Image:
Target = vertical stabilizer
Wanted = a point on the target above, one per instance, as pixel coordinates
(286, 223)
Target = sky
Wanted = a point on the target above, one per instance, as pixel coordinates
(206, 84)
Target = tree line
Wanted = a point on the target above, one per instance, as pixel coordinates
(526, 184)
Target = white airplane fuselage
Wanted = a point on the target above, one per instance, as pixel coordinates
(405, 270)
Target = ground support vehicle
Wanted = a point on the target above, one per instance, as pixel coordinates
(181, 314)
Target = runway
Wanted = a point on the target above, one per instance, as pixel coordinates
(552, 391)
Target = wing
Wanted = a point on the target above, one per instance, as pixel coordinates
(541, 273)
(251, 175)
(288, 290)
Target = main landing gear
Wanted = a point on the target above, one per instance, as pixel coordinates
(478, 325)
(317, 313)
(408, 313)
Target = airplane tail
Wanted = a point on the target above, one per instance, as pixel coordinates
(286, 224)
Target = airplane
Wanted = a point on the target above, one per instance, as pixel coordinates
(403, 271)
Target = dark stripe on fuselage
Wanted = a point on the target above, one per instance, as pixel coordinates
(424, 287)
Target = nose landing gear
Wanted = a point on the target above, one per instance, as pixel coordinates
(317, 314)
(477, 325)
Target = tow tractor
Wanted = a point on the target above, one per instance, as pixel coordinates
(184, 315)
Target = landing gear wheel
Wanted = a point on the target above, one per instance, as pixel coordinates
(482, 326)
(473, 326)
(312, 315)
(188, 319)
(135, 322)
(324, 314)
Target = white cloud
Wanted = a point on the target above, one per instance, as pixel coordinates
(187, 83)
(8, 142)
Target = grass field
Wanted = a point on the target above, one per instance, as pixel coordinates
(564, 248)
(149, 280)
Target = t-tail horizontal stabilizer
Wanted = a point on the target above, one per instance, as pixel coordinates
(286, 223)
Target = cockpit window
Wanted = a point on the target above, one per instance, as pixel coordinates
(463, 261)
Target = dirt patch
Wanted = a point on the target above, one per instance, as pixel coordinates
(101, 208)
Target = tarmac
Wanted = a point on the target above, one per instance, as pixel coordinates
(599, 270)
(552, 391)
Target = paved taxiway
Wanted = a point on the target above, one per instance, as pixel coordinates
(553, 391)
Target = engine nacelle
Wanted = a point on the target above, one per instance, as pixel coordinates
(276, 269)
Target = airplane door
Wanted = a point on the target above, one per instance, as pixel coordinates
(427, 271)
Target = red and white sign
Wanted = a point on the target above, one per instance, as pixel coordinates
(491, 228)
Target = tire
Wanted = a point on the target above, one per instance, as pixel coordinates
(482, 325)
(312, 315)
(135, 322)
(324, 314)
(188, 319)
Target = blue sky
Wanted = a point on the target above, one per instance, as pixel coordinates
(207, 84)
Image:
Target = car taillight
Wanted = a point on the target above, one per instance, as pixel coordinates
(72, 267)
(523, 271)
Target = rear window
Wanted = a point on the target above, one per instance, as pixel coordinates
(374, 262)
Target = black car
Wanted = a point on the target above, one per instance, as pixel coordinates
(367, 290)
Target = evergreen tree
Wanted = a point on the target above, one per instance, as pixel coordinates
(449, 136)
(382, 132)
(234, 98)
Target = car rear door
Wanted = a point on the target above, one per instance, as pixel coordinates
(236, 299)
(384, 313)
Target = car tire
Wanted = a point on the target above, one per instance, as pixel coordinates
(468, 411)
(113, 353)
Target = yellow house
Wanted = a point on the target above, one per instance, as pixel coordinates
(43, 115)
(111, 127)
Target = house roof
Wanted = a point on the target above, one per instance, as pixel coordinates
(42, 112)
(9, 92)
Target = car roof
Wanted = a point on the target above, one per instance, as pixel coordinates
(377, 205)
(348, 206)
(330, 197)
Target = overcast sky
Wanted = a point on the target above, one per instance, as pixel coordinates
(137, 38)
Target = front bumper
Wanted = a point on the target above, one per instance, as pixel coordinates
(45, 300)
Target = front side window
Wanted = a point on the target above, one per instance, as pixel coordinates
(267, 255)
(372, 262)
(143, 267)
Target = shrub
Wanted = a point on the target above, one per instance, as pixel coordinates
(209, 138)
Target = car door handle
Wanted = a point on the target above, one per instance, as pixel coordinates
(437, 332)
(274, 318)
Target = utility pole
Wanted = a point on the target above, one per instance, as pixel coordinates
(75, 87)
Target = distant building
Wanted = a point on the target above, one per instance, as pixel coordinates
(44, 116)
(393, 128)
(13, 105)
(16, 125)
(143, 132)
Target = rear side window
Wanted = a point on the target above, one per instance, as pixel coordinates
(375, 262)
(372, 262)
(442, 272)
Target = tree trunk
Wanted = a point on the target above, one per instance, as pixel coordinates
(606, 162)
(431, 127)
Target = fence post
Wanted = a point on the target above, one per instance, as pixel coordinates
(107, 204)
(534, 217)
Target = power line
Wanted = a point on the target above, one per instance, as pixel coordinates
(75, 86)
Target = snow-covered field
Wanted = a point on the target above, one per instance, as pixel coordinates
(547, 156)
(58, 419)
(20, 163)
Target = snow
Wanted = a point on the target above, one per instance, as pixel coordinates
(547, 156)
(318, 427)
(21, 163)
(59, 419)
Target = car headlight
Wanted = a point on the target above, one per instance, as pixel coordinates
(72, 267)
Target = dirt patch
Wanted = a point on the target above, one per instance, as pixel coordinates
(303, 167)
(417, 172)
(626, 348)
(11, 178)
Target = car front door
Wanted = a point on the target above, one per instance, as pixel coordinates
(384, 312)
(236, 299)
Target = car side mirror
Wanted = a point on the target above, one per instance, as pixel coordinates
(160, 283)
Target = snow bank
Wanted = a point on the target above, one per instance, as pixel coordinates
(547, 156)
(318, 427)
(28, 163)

────

**Challenge:**
Write out every line of the material again, exactly as it reads.

**Written solution:**
Image:
Target = vertical stabilizer
Wanted = a point on the target above, one per instance, as pixel coordinates
(286, 223)
Target = sky
Wanted = a point on the target above, one per instance, as pixel coordinates
(206, 84)
Target = tree line
Wanted = a point on the target above, one per instance, as pixel coordinates
(526, 184)
Target = white airplane fuselage
Wanted = a point on the target above, one per instance, as pixel coordinates
(405, 270)
Target = ground support vehicle
Wanted = a point on the target above, one per instance, as pixel coordinates
(181, 314)
Target = runway
Wanted = a point on the target above, one per instance, as pixel coordinates
(552, 391)
Target = wing
Wanted = a point on the target above, one per instance, as pixel coordinates
(541, 273)
(251, 175)
(288, 290)
Target = main landing gear
Wanted = a point on the target above, one per instance, as pixel coordinates
(478, 325)
(317, 313)
(408, 313)
Target = airplane tail
Wanted = a point on the target above, one per instance, as pixel coordinates
(286, 224)
Target = airplane
Wanted = a point on the target above, one per instance, as pixel coordinates
(403, 271)
Target = dark stripe on fuselage
Wanted = a point on the target above, one per instance, as pixel coordinates
(424, 287)
Target = nose landing gear
Wanted = a point on the target above, one per instance, as pixel coordinates
(317, 314)
(477, 325)
Target = tow tractor
Wanted = a point on the target above, one per instance, as pixel coordinates
(184, 315)
Target = landing gear wheel
Wanted = a point on the target above, one per instance, as pixel coordinates
(482, 326)
(473, 326)
(312, 315)
(188, 319)
(135, 322)
(324, 314)
Target = white cloud
Wanted = a point on the target above, one per instance, as pixel coordinates
(187, 83)
(8, 142)
Target = grass field
Wanted = a point on the target above, one per instance, as pixel coordinates
(564, 248)
(149, 280)
Target = t-tail horizontal stabilizer
Wanted = a point on the target above, one per instance, as pixel coordinates
(286, 223)
Target = cockpit window
Wanted = a point on the target above, one per instance, as pixel coordinates
(463, 261)
Target = dirt patch
Wanted = a point on the target above, one per instance, as pixel coordinates
(101, 208)
Target = tarmac
Wanted = a point on the target above, one per instance, as pixel coordinates
(599, 270)
(552, 391)
Target = paved taxiway
Wanted = a point on the target above, one per instance, as pixel coordinates
(553, 391)
Target = engine nacelle
Wanted = a point on the target above, one per instance, as pixel coordinates
(276, 269)
Target = airplane door
Wanted = a point on the target above, one per instance, as pixel coordinates
(427, 271)
Target = red and white sign
Wanted = a point on the target above, one per instance, as pixel coordinates
(491, 228)
Target = tire
Wanted = a point on the target above, one per instance, as pixel coordinates
(482, 325)
(312, 315)
(135, 322)
(324, 314)
(188, 319)
Target = blue sky
Wanted = a point on the target above, one per instance, as pixel coordinates
(207, 84)
Image:
Target = car taillight
Wanted = a point on the target above, one per instance, as pixel coordinates
(72, 267)
(523, 271)
Target = rear window
Wanted = a point on the target above, one per instance, as pixel coordinates
(374, 262)
Target = black car
Wanted = a point on the target above, one per instance, as pixel coordinates
(367, 290)
Target = evergreen tree
Wanted = a point on the target above, one per instance, as pixel coordinates
(449, 136)
(382, 132)
(234, 98)
Target = car rear door
Wanted = a point on the target above, one per instance, as pixel coordinates
(236, 299)
(384, 313)
Target = car tire
Wanted = a point on the target above, one per instance, as pixel coordinates
(468, 411)
(113, 353)
Target = yellow house
Wanted = a point on the target above, one per instance, as pixel coordinates
(43, 115)
(111, 127)
Target = house roof
Wanted = a point on the target above, one per instance, as pixel coordinates
(42, 112)
(9, 92)
Target = car roof
Wanted = a point on the target above, one per instance, as pixel coordinates
(377, 205)
(348, 206)
(330, 197)
Target = overcast sky
Wanted = a point on the target above, one per instance, as pixel coordinates
(137, 38)
Target = front bumper
Wanted = a point on the target above, one per instance, as pixel coordinates
(45, 300)
Target = front side window
Wanted = a point on the target above, one per instance, as pixel coordinates
(267, 255)
(372, 262)
(143, 267)
Target = shrub
Wanted = a point on the target above, one per instance, as pixel coordinates
(209, 138)
Target = car door handle
Wanted = a point on the target above, one per instance, as pixel coordinates
(437, 332)
(274, 318)
Target = utility pole
Wanted = a point on the target above, one per instance, as pixel coordinates
(75, 87)
Target = distant building
Wanted = a point on the target above, one per instance, as pixel coordinates
(44, 116)
(393, 128)
(13, 105)
(16, 125)
(143, 132)
Target = rear side window
Wanted = a point on the target above, one per instance, as pixel coordinates
(375, 262)
(372, 262)
(442, 272)
Target = tree trunk
Wanted = a point on the target above, one per instance, as pixel coordinates
(606, 162)
(431, 127)
Target = fence post
Wanted = a point on the target above, one per instance, as pixel coordinates
(107, 204)
(534, 217)
Target = power line
Wanted = a point on the target above, one per instance, as pixel coordinates
(75, 86)
Target = snow-covered field
Wanted = a point on the target above, one per instance, as pixel coordinates
(547, 156)
(58, 419)
(20, 163)
Target = snow
Wanted = a point on the target above, one per instance, as pixel coordinates
(547, 156)
(318, 427)
(21, 163)
(59, 419)
Target = car headlight
Wanted = a point on the target above, one per instance, as pixel coordinates
(72, 267)
Target = dirt patch
Wanted = a point on the target above, one per instance, as pixel coordinates
(303, 167)
(417, 172)
(626, 348)
(11, 178)
Target = car front door
Wanted = a point on the target above, one per instance, as pixel coordinates
(384, 312)
(236, 299)
Target = car side mirror
Wanted = a point on the target above, one per instance, as pixel coordinates
(160, 283)
Target = snow bank
Wanted = a point on the target above, one per instance, as pixel coordinates
(547, 156)
(318, 427)
(28, 163)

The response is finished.